Copy the data below word for word, from start to finish, and leave the pictures out of your copy.

◇ ◇ ◇ ◇

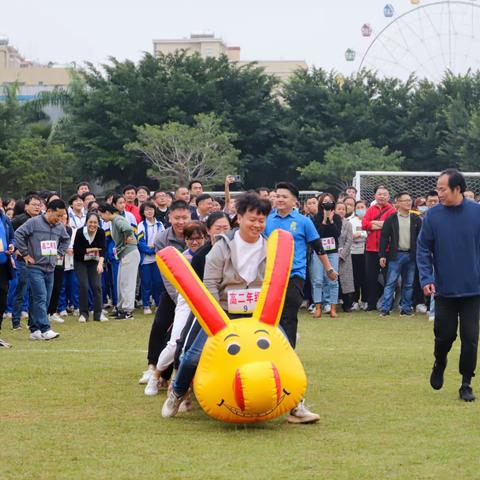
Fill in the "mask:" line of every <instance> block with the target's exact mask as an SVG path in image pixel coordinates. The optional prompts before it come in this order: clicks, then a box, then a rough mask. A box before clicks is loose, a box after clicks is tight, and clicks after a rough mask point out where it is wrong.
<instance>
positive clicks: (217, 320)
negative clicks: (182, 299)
mask: <svg viewBox="0 0 480 480" xmlns="http://www.w3.org/2000/svg"><path fill="white" fill-rule="evenodd" d="M157 265H158V268H159V269H160V271H161V272H162V273H163V275H164V276H165V278H166V279H167V280H168V281H169V282H170V283H171V284H172V285H173V286H174V287H175V288H176V289H177V290H178V291H179V292H180V293H181V294H182V296H183V297H184V298H185V300H186V301H187V303H188V304H189V305H190V308H191V309H192V312H193V313H194V315H195V317H196V318H197V320H198V321H199V322H200V324H201V325H202V327H203V329H204V330H205V332H206V333H207V334H208V335H210V336H212V335H215V334H217V333H218V332H219V331H220V330H223V329H224V328H225V327H226V326H227V324H228V322H229V319H228V317H227V315H226V313H225V312H224V311H223V310H222V308H221V307H220V305H219V304H218V302H217V301H216V300H215V298H214V297H213V296H212V295H211V294H210V292H209V291H208V290H207V289H206V288H205V285H204V284H203V283H202V282H201V280H200V279H199V278H198V276H197V274H196V273H195V271H194V270H193V268H192V267H191V265H190V263H188V261H187V259H186V258H185V257H184V256H183V255H182V254H181V253H180V252H179V251H178V250H176V249H175V248H173V247H166V248H164V249H163V250H160V251H159V252H157Z"/></svg>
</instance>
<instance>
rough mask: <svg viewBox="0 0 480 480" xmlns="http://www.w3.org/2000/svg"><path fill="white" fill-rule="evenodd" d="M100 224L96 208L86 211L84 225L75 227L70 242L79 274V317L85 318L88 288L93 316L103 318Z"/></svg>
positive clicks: (101, 241)
mask: <svg viewBox="0 0 480 480" xmlns="http://www.w3.org/2000/svg"><path fill="white" fill-rule="evenodd" d="M99 226H100V217H99V216H98V214H97V213H95V212H90V213H88V214H87V217H86V221H85V226H84V227H82V228H80V229H78V231H77V233H76V235H75V240H74V242H73V259H74V265H75V273H76V274H77V278H78V288H79V303H80V317H79V318H78V321H79V322H80V323H85V322H87V321H88V289H89V287H90V288H91V289H92V292H93V319H94V320H95V321H97V322H105V321H107V318H106V317H105V315H103V313H102V278H101V275H102V273H103V262H104V256H105V232H104V230H103V229H102V228H99Z"/></svg>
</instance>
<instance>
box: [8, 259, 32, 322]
mask: <svg viewBox="0 0 480 480" xmlns="http://www.w3.org/2000/svg"><path fill="white" fill-rule="evenodd" d="M16 277H17V286H16V288H15V294H14V297H13V299H12V324H13V326H15V327H17V326H18V325H20V316H21V314H22V308H23V307H24V305H25V303H26V302H25V295H26V294H27V290H28V275H27V266H26V265H25V262H22V261H20V260H17V274H16Z"/></svg>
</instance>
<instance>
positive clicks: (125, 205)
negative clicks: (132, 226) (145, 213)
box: [125, 203, 142, 223]
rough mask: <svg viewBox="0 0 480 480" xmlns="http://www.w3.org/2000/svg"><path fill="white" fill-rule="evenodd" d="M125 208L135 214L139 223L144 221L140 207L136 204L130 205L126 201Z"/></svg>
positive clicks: (137, 221) (134, 216)
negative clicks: (143, 220)
mask: <svg viewBox="0 0 480 480" xmlns="http://www.w3.org/2000/svg"><path fill="white" fill-rule="evenodd" d="M125 210H126V211H127V212H130V213H131V214H133V216H134V217H135V219H136V220H137V223H140V222H141V221H142V216H141V215H140V209H139V208H138V207H137V206H136V205H130V204H128V203H125Z"/></svg>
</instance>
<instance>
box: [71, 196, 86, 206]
mask: <svg viewBox="0 0 480 480" xmlns="http://www.w3.org/2000/svg"><path fill="white" fill-rule="evenodd" d="M78 198H79V199H80V200H82V201H83V198H82V195H79V194H78V193H74V194H73V195H72V196H71V197H70V198H69V199H68V204H69V205H70V206H72V203H73V202H74V201H75V200H77V199H78Z"/></svg>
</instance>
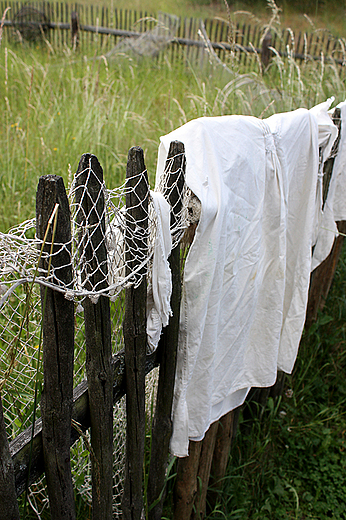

◇ ◇ ◇ ◇

### Output for this task
Fill in the "mask:" line of every <instance> block with the target's exact mask as an SVG path in image pixel coordinates. The optional prompts before it come in this order: clicks, then a box, then a rough mask. A box before clicks is loose, a box after clicks is tight, and clicks after a rough mask point out where it is wrong.
<instance>
positive clicks: (217, 320)
negative clicks: (182, 299)
mask: <svg viewBox="0 0 480 480" xmlns="http://www.w3.org/2000/svg"><path fill="white" fill-rule="evenodd" d="M157 265H158V268H159V269H160V271H161V272H162V273H163V275H164V276H165V278H166V279H167V280H168V281H169V282H170V283H171V284H172V285H173V286H174V287H175V288H176V289H177V290H178V291H179V292H180V293H181V294H182V296H183V297H184V298H185V300H186V301H187V303H188V304H189V305H190V308H191V309H192V312H193V313H194V315H195V317H196V318H197V320H198V321H199V322H200V324H201V325H202V327H203V329H204V330H205V332H206V333H207V334H208V335H210V336H212V335H215V334H217V333H218V332H219V331H220V330H223V329H224V328H225V327H226V326H227V324H228V322H229V319H228V317H227V315H226V313H225V312H224V311H223V310H222V308H221V307H220V305H219V304H218V302H217V301H216V300H215V298H214V297H213V296H212V295H211V294H210V292H209V291H208V290H207V289H206V288H205V285H204V284H203V283H202V282H201V280H200V279H199V278H198V276H197V274H196V273H195V271H194V270H193V268H192V267H191V265H190V263H188V261H187V259H186V258H185V257H184V256H183V255H182V254H181V253H180V252H179V251H178V250H176V249H175V248H173V247H166V248H164V249H163V250H160V251H159V252H157Z"/></svg>
</instance>
<instance>
rough mask: <svg viewBox="0 0 480 480" xmlns="http://www.w3.org/2000/svg"><path fill="white" fill-rule="evenodd" d="M100 224L96 208L86 211L84 225L75 227L70 242L79 274V317L85 318L88 288L93 316L103 318Z"/></svg>
positive clicks: (101, 241)
mask: <svg viewBox="0 0 480 480" xmlns="http://www.w3.org/2000/svg"><path fill="white" fill-rule="evenodd" d="M99 226H100V217H99V216H98V214H97V213H95V212H90V213H88V214H87V217H86V221H85V226H84V227H82V228H80V229H78V231H77V233H76V235H75V240H74V242H73V259H74V265H75V273H76V274H77V278H78V288H79V303H80V317H79V318H78V321H79V322H80V323H85V322H87V321H88V289H89V287H90V288H91V289H92V292H93V319H94V320H95V321H97V322H105V321H107V318H106V317H105V315H103V313H102V278H101V275H102V273H103V262H104V256H105V232H104V230H103V229H102V228H99Z"/></svg>
</instance>
<instance>
box: [8, 259, 32, 322]
mask: <svg viewBox="0 0 480 480" xmlns="http://www.w3.org/2000/svg"><path fill="white" fill-rule="evenodd" d="M16 277H17V286H16V288H15V294H14V297H13V299H12V324H13V326H15V327H17V326H18V325H20V316H21V314H22V308H23V307H24V305H25V303H26V302H25V295H26V294H27V290H28V275H27V266H26V265H25V262H22V261H20V260H17V274H16Z"/></svg>
</instance>
<instance>
positive clicks: (125, 205)
negative clicks: (132, 226) (145, 213)
box: [125, 203, 142, 223]
rough mask: <svg viewBox="0 0 480 480" xmlns="http://www.w3.org/2000/svg"><path fill="white" fill-rule="evenodd" d="M125 208L135 214L139 223L144 221L140 207L136 204L130 205L126 201Z"/></svg>
positive clicks: (137, 221) (134, 216)
negative clicks: (143, 220)
mask: <svg viewBox="0 0 480 480" xmlns="http://www.w3.org/2000/svg"><path fill="white" fill-rule="evenodd" d="M125 210H126V211H127V212H130V213H131V214H133V216H134V217H135V219H136V220H137V223H140V222H141V221H142V216H141V215H140V209H139V208H138V207H137V206H136V205H130V204H128V203H125Z"/></svg>
</instance>
<instance>
box: [71, 196, 86, 206]
mask: <svg viewBox="0 0 480 480" xmlns="http://www.w3.org/2000/svg"><path fill="white" fill-rule="evenodd" d="M78 198H79V199H80V200H82V201H83V198H82V195H79V194H78V193H74V194H73V195H72V196H71V197H70V198H69V199H68V204H69V205H70V206H72V203H73V202H74V201H75V200H77V199H78Z"/></svg>
</instance>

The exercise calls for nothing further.